# Aufgaben und Übungen
1) Kopieren Sie aus dem Text über Lise Meitner den Abschnitt von "Mit Lise Meitner" bis "für möglich hielt." unverändert.
2) Beantworten Sie anhand des Textes über Lise Meitner die folgenden Fragen:
(a) In welches Land verhalf Otto Hahn Lise Meitner im Sommer 1938 zur Flucht?
(b) Wer erhielt den Nobelpreis für Chemie des Jahres 1944?
(c) Was bezweifelte die Chemikerin Ida Noddack bereits 1934?

# Angezeigter Text
------------------------------------------------------------------------

Mit Lise Meitner auf Platz 5 ist es ganz anders. Sie hat über zwei Welt­kriege hinweg mit Otto Hahn gear­beitet. Er verhalf im Som­mer 1938 der Prote­stantin jüdischer Eltern zur Flucht nach Schweden. Ein halbes Jahr später ent­deckte er zusammen mit Fritz Straß­mann die Kern­spaltung. Zunächst infor­mierte er nur Lise Meitner, ein nicht ungefähr­liches Unter­fangen. [2] Sie lieferte sofort eine Erklä­rung. [3] Den Nobel­preis für Chemie des Jahres 1944 erhielt Otto Hahn. Nicht nur Lise Meitner und ihr Neffe und Mitar­beiter Otto Frisch gingen leer aus, auch Fritz Straß­mann und erneut ein fünftes Rad am Wagen: Die Chemi­kerin Ida Noddack, die bereits 1934 die falsche Ent­deckung von Trans­uranen bezwei­felte und gegen den Zeit­geist eine Kernspal­tung für möglich hielt.

------------------------------------------------------------------------

# Bereitgestellte Einträge
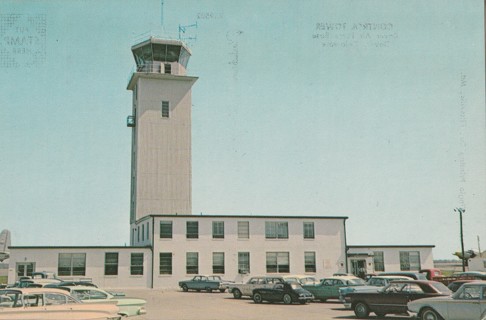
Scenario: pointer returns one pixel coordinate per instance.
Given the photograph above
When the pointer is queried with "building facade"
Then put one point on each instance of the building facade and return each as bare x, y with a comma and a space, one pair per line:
161, 129
169, 248
369, 259
167, 242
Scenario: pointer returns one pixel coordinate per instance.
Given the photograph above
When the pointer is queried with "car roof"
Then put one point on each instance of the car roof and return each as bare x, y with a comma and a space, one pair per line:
83, 288
475, 283
401, 277
341, 277
35, 290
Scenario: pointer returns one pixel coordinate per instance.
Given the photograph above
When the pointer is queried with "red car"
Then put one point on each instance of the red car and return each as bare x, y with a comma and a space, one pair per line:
393, 298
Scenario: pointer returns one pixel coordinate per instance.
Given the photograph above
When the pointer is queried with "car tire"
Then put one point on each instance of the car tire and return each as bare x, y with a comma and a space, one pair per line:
257, 298
429, 314
236, 293
287, 299
361, 310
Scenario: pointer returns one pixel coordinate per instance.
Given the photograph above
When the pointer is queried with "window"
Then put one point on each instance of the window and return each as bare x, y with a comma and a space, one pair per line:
192, 231
310, 261
276, 230
167, 68
136, 264
308, 230
71, 264
379, 260
243, 262
166, 229
243, 230
218, 229
192, 263
165, 266
218, 262
278, 262
165, 109
409, 260
111, 263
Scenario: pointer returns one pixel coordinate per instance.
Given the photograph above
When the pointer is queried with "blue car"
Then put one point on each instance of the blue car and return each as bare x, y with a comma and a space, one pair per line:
287, 293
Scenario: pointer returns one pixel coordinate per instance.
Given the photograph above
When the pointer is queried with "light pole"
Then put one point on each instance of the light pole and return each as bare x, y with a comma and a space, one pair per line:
461, 211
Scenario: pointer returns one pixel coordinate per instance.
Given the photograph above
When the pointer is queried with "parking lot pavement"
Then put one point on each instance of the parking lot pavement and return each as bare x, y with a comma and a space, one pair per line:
173, 304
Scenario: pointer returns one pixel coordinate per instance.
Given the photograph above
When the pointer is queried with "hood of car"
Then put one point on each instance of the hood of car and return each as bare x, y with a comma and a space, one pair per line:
430, 300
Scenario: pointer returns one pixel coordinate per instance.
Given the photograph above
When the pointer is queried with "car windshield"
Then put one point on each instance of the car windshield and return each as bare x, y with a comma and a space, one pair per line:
295, 285
442, 288
356, 282
468, 293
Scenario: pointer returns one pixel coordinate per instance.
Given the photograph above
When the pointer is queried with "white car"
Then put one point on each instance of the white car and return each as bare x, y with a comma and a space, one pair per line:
47, 303
467, 303
128, 306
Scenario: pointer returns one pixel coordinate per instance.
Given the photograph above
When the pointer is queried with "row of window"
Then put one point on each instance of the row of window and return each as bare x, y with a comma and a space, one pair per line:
273, 230
74, 264
276, 262
409, 260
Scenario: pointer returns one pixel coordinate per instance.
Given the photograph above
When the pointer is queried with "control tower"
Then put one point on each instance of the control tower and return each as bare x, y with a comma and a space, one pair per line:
161, 129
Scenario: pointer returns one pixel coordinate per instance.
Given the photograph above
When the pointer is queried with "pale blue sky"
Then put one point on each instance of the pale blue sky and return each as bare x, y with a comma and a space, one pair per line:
342, 108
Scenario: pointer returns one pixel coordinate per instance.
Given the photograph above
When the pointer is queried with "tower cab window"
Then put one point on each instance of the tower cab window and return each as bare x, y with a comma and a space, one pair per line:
165, 109
167, 68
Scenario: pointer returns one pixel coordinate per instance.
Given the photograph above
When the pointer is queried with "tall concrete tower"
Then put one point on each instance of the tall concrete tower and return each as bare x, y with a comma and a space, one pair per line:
161, 129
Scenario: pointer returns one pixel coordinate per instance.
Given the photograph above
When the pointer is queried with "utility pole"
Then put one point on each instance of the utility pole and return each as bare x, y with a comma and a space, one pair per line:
461, 211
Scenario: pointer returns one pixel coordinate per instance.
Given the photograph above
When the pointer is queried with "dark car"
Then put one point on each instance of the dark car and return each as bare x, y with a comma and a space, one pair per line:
410, 274
287, 293
477, 275
393, 298
455, 285
71, 284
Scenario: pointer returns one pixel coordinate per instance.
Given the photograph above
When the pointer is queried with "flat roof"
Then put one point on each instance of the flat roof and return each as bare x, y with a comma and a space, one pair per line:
162, 41
393, 246
196, 216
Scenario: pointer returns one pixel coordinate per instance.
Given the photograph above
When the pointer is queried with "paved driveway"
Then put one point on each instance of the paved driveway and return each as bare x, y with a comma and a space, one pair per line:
172, 304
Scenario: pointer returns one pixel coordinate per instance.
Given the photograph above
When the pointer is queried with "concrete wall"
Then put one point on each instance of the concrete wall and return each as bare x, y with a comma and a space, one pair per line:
328, 245
46, 259
391, 256
161, 163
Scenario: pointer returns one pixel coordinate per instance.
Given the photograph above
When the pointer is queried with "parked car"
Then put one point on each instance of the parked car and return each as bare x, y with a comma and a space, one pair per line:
72, 284
467, 303
410, 274
246, 289
328, 288
286, 292
48, 303
393, 298
479, 275
200, 282
374, 284
36, 283
302, 279
128, 306
455, 285
431, 273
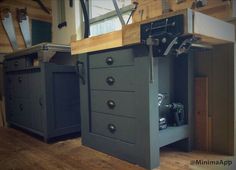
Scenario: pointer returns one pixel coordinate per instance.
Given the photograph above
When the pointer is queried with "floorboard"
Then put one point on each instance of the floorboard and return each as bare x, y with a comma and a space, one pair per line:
21, 151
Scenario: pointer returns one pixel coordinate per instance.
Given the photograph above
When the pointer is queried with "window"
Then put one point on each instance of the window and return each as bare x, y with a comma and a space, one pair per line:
103, 15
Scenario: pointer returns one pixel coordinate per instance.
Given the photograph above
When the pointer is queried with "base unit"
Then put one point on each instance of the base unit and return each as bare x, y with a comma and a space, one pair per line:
119, 102
42, 94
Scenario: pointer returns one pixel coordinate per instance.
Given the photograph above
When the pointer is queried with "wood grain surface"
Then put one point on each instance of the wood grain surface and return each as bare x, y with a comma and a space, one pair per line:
22, 152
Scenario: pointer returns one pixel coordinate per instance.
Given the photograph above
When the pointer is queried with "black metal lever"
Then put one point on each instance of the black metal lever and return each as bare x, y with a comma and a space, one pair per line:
82, 72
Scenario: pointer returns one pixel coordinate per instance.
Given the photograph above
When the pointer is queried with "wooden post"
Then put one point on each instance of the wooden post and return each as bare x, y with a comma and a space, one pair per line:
234, 8
234, 98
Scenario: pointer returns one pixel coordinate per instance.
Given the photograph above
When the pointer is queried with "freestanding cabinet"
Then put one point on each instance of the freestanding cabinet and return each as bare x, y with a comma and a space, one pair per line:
124, 73
41, 90
119, 109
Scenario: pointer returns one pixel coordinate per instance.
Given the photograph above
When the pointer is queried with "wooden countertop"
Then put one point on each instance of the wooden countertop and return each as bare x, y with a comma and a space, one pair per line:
209, 29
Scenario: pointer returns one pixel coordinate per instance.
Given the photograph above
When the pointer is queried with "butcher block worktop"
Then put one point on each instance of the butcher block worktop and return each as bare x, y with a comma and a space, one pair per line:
209, 29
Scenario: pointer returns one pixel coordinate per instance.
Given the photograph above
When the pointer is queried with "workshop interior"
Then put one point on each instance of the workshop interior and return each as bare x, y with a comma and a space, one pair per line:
117, 84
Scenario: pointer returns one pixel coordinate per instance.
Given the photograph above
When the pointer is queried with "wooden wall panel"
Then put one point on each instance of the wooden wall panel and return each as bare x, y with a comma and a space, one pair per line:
34, 12
217, 64
153, 8
201, 113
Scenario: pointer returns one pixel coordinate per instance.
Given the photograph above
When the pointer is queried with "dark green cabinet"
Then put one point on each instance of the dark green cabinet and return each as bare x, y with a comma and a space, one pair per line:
42, 93
119, 103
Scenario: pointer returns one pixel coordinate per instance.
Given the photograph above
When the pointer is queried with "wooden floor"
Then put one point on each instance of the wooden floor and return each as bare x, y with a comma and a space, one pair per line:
20, 151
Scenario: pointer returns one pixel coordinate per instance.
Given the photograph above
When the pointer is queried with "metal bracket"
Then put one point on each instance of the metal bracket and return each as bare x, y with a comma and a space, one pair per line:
151, 42
7, 22
23, 20
118, 12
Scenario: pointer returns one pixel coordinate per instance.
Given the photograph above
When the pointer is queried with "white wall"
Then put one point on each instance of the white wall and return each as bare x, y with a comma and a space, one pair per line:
74, 23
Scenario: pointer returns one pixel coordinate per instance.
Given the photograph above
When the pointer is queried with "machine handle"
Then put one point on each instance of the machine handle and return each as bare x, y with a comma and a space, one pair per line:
40, 101
82, 72
19, 79
111, 104
109, 60
21, 107
111, 128
110, 81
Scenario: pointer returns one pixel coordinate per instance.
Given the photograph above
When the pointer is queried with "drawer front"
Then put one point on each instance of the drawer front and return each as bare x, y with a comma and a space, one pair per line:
115, 127
118, 103
122, 57
120, 78
21, 86
15, 64
21, 112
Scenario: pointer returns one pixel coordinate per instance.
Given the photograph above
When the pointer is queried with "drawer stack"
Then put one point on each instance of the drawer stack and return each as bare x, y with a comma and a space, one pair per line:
112, 95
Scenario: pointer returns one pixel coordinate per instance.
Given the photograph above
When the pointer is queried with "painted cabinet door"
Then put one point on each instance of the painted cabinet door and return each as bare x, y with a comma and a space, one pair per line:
36, 100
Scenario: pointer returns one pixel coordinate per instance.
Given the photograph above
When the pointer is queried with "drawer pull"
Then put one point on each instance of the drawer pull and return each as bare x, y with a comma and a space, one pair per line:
110, 81
109, 60
111, 128
82, 72
21, 107
19, 79
111, 104
16, 63
9, 80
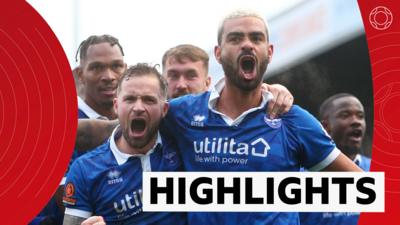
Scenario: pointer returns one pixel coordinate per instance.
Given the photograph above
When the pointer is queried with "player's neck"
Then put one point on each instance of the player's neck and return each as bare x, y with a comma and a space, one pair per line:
125, 147
103, 110
234, 101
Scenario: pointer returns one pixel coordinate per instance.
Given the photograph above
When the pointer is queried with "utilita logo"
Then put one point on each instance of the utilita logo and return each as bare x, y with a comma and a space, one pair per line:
129, 201
258, 147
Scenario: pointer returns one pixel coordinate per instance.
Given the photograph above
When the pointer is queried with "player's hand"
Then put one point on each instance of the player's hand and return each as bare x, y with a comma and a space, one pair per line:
94, 220
282, 101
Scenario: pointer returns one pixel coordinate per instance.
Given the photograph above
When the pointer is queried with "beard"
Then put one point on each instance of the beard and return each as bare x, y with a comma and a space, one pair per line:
139, 143
232, 72
350, 150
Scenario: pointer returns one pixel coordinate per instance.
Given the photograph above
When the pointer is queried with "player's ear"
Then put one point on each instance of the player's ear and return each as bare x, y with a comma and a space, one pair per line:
165, 109
326, 126
208, 82
115, 104
79, 72
217, 53
270, 52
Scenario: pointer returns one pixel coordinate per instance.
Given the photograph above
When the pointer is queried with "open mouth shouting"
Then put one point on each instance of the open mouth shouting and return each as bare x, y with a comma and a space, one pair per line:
355, 135
247, 67
138, 127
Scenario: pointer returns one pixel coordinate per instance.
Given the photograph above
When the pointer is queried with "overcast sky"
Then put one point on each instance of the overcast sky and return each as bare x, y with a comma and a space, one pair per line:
146, 29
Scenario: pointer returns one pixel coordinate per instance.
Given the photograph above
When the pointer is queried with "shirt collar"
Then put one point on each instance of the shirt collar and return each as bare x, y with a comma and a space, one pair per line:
215, 94
88, 110
122, 157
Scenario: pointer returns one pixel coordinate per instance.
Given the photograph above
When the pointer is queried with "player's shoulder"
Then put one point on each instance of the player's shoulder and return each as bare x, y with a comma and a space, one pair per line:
190, 100
95, 155
297, 113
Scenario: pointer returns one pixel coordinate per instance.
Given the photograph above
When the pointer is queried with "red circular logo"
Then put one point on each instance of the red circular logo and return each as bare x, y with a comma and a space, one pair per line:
380, 18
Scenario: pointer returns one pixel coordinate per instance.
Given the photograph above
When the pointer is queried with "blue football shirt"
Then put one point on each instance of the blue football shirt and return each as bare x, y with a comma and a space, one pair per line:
210, 141
108, 183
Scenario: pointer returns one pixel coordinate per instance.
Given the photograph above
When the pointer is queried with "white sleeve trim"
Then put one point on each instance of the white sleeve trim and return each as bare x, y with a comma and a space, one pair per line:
78, 213
328, 160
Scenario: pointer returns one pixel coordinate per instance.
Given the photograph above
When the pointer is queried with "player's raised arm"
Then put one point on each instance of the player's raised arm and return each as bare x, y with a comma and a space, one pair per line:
282, 101
73, 220
94, 220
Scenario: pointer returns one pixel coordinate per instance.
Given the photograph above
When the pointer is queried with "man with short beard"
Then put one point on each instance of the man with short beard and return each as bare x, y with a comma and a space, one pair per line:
108, 180
342, 116
231, 122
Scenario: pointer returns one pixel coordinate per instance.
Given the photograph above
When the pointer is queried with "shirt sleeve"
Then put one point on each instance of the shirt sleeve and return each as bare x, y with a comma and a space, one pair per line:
76, 196
317, 149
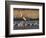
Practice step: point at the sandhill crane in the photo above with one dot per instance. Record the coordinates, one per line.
(22, 16)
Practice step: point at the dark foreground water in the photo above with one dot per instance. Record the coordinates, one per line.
(26, 25)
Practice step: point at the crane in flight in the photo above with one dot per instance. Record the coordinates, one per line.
(22, 16)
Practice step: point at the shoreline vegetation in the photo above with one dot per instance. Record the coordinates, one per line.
(28, 19)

------------------------------------------------------------------------

# Ergebnisse der Übung
1)
Mit Lise Meitner auf Platz 5 ist es ganz anders. Sie hat über zwei Welt­kriege hinweg mit Otto Hahn gear­beitet. Er verhalf im Som­mer 1938 der Prote­stantin jüdischer Eltern zur Flucht nach Schweden. Ein halbes Jahr später ent­deckte er zusammen mit Fritz Straß­mann die Kern­spaltung. Zunächst infor­mierte er nur Lise Meitner, ein nicht ungefähr­liches Unter­fangen. [2] Sie lieferte sofort eine Erklä­rung. [3] Den Nobel­preis für Chemie des Jahres 1944 erhielt Otto Hahn. Nicht nur Lise Meitner und ihr Neffe und Mitar­beiter Otto Frisch gingen leer aus, auch Fritz Straß­mann und erneut ein fünftes Rad am Wagen: Die Chemi­kerin Ida Noddack, die bereits 1934 die falsche Ent­deckung von Trans­uranen bezwei­felte und gegen den Zeit­geist eine Kernspal­tung für möglich hielt.

2)
(a) Nach Schweden.
(b) Otto Hahn.
(c) Sie bezweifelte die falsche Entdeckung von Transuranen.